### SET PROBLEM
Reproduce the listing exactly and skip over any pictures.

Point annotation records
_____
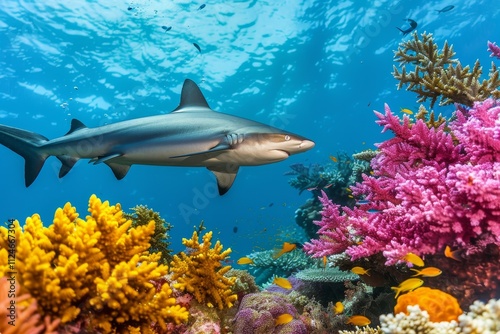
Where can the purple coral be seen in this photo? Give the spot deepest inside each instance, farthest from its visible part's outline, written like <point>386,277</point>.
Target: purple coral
<point>258,311</point>
<point>494,49</point>
<point>429,189</point>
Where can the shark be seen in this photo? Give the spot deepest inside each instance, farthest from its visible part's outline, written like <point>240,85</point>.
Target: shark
<point>191,135</point>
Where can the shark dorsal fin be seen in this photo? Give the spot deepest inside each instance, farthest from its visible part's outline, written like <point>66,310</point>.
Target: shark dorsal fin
<point>191,96</point>
<point>75,125</point>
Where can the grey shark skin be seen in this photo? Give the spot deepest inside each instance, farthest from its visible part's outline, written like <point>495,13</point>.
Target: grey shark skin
<point>191,135</point>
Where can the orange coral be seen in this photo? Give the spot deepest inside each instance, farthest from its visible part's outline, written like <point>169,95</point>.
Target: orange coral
<point>440,305</point>
<point>200,272</point>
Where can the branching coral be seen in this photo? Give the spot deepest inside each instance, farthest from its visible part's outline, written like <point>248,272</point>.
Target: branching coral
<point>19,312</point>
<point>99,265</point>
<point>437,74</point>
<point>142,215</point>
<point>427,191</point>
<point>200,272</point>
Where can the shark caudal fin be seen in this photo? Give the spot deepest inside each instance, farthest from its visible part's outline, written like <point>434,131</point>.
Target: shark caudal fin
<point>26,144</point>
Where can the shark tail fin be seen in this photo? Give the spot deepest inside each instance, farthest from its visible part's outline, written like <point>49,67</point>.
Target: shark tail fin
<point>27,144</point>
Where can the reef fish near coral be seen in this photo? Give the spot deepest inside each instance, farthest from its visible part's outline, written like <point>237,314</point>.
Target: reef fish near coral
<point>191,135</point>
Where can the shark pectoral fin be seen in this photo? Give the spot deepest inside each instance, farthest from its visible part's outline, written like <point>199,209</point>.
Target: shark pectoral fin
<point>105,158</point>
<point>219,147</point>
<point>67,163</point>
<point>225,177</point>
<point>119,170</point>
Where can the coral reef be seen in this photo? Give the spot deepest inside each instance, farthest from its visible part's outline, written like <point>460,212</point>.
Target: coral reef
<point>437,74</point>
<point>258,312</point>
<point>200,272</point>
<point>142,215</point>
<point>19,312</point>
<point>99,267</point>
<point>326,275</point>
<point>425,192</point>
<point>265,265</point>
<point>439,305</point>
<point>494,49</point>
<point>431,188</point>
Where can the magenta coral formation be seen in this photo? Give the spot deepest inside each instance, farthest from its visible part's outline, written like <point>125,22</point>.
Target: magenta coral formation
<point>430,189</point>
<point>494,49</point>
<point>258,312</point>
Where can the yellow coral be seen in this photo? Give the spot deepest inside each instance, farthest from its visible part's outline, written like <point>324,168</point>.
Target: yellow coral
<point>440,305</point>
<point>77,267</point>
<point>201,272</point>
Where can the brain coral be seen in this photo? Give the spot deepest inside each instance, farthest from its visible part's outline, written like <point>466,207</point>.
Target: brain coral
<point>440,305</point>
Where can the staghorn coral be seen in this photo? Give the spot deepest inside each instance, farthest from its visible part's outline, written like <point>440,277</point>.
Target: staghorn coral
<point>99,266</point>
<point>326,275</point>
<point>265,265</point>
<point>19,313</point>
<point>142,215</point>
<point>439,305</point>
<point>428,191</point>
<point>437,74</point>
<point>200,272</point>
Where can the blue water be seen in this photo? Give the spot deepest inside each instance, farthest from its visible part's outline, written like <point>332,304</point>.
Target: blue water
<point>316,68</point>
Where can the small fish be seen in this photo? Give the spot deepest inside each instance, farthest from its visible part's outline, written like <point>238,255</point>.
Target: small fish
<point>283,319</point>
<point>413,25</point>
<point>282,283</point>
<point>408,285</point>
<point>338,308</point>
<point>360,271</point>
<point>413,259</point>
<point>445,9</point>
<point>452,254</point>
<point>287,247</point>
<point>358,320</point>
<point>427,272</point>
<point>244,260</point>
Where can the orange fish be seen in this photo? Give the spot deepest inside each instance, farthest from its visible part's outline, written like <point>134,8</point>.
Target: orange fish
<point>244,260</point>
<point>283,319</point>
<point>287,247</point>
<point>338,308</point>
<point>360,271</point>
<point>358,320</point>
<point>408,285</point>
<point>427,272</point>
<point>414,259</point>
<point>282,283</point>
<point>452,254</point>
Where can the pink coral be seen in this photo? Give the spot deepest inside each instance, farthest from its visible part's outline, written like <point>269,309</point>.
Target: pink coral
<point>429,189</point>
<point>494,49</point>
_____
### RESPONSE
Where can the purple coral be seen in this photo? Give the spot deepest inside each instance, farthest from its visible part's outline, written like <point>386,277</point>.
Target: purple coral
<point>258,311</point>
<point>494,49</point>
<point>429,189</point>
Where can the shark be seen in this photo? Give the spot deepest inside each instance, farthest from its visible part's outline, written like <point>240,85</point>.
Target: shark
<point>191,135</point>
Where can the shark dorsal fin be seen in this photo? Give the spot deepest inside each instance, farthest from its visible part's outline, written like <point>66,310</point>.
Target: shark dorsal fin
<point>191,96</point>
<point>75,125</point>
Where can the grey shark skin be seen in this photo? Give the spot deepest inside each instance, farthest from its visible part's outline, written like <point>495,13</point>.
Target: grey shark skin
<point>191,135</point>
Where can the orange coral be seen in this photo? Give the spot deepest inside each instance, farthest from its visible part's outline, written like <point>169,95</point>.
Target: orange coral
<point>440,305</point>
<point>200,272</point>
Where can the branching coral be seen in this photo? Give the spot deepest inside each instance, farthest from its visible part's outline, written like <point>248,272</point>.
Target: branching coral
<point>19,312</point>
<point>99,265</point>
<point>437,74</point>
<point>142,215</point>
<point>427,191</point>
<point>200,272</point>
Where can the shark caudal fin be seen in this photo? Give the spot deepest inside each instance, farthest from its visible part's outline, written like <point>434,131</point>.
Target: shark caudal fin
<point>26,144</point>
Where can the shark tail fin be seen in this photo? Give the spot deepest inside each instance, farthest from its visible part's outline, written like <point>49,67</point>.
Target: shark tail fin
<point>27,144</point>
Where can the reef fish near coral be seen in this photo? Give the spot deepest inside each instance, farthest from its visible part's outline, written like <point>237,314</point>.
Target: reef fish near coral
<point>191,135</point>
Where can the shark pectoral fin be seen in this photo? Give the spot deepest inside each instance, farthest from its visible part's outline, written like <point>199,209</point>.
Target: shark pectoral fin
<point>105,158</point>
<point>219,147</point>
<point>67,163</point>
<point>225,177</point>
<point>119,170</point>
Where can the coral reef be seen in this photo? Give the spot deepest inside each instance, farthest from its visible part's outline, written like <point>460,212</point>.
Target: coral reef
<point>437,74</point>
<point>258,312</point>
<point>200,272</point>
<point>142,215</point>
<point>19,312</point>
<point>99,267</point>
<point>326,275</point>
<point>425,192</point>
<point>265,265</point>
<point>439,305</point>
<point>494,49</point>
<point>431,188</point>
Where can the magenta coral formation be seen in this photo? Give the spot deepest inside each instance, farthest from its visible part's outline, written like <point>125,22</point>.
Target: magenta coral formation
<point>430,189</point>
<point>494,49</point>
<point>258,312</point>
Where can the yellow coral be seen in this photo? Give the spot deepest inside each instance, farthest from its visible part's outline, written like <point>324,168</point>.
Target: yellow coral
<point>440,305</point>
<point>77,267</point>
<point>201,272</point>
Where can the brain coral be seen in this photo? Give the spot deepest inside each instance, farthest from its visible part's outline, written like <point>466,207</point>.
Target: brain coral
<point>440,305</point>
Where can the staghorn coral be seen in this photo? Give the spot deepest inside each instance, farthest from its visible part's outline, written like <point>440,277</point>.
Target: staghorn coral
<point>99,266</point>
<point>326,275</point>
<point>265,265</point>
<point>19,313</point>
<point>142,215</point>
<point>439,305</point>
<point>428,191</point>
<point>437,74</point>
<point>200,272</point>
Where can the blue water be seen in this photo? Give the spot deepest inside each instance, farthest from its visible part's outline, written like <point>332,304</point>.
Target: blue water
<point>316,68</point>
Where can the small fish be seen in this photo? Give the spot deepest inside each instance, farthest from its visible part's outline, written like <point>238,255</point>.
Target: small fish
<point>283,319</point>
<point>413,25</point>
<point>282,283</point>
<point>408,285</point>
<point>338,308</point>
<point>360,271</point>
<point>413,259</point>
<point>445,9</point>
<point>452,254</point>
<point>287,247</point>
<point>358,320</point>
<point>427,272</point>
<point>244,260</point>
Where can the orange fish be seen in this photo? Give the spot deepest inside each instance, farthest from its visible part's outline, written like <point>134,8</point>.
Target: orange fish
<point>244,260</point>
<point>283,319</point>
<point>287,247</point>
<point>338,308</point>
<point>360,271</point>
<point>358,320</point>
<point>408,285</point>
<point>427,272</point>
<point>414,259</point>
<point>282,283</point>
<point>452,254</point>
Where can the pink coral be seen in this photo? Give the spot deepest inside each instance, farthest from its visible part's outline, written like <point>269,309</point>.
Target: pink coral
<point>429,189</point>
<point>494,49</point>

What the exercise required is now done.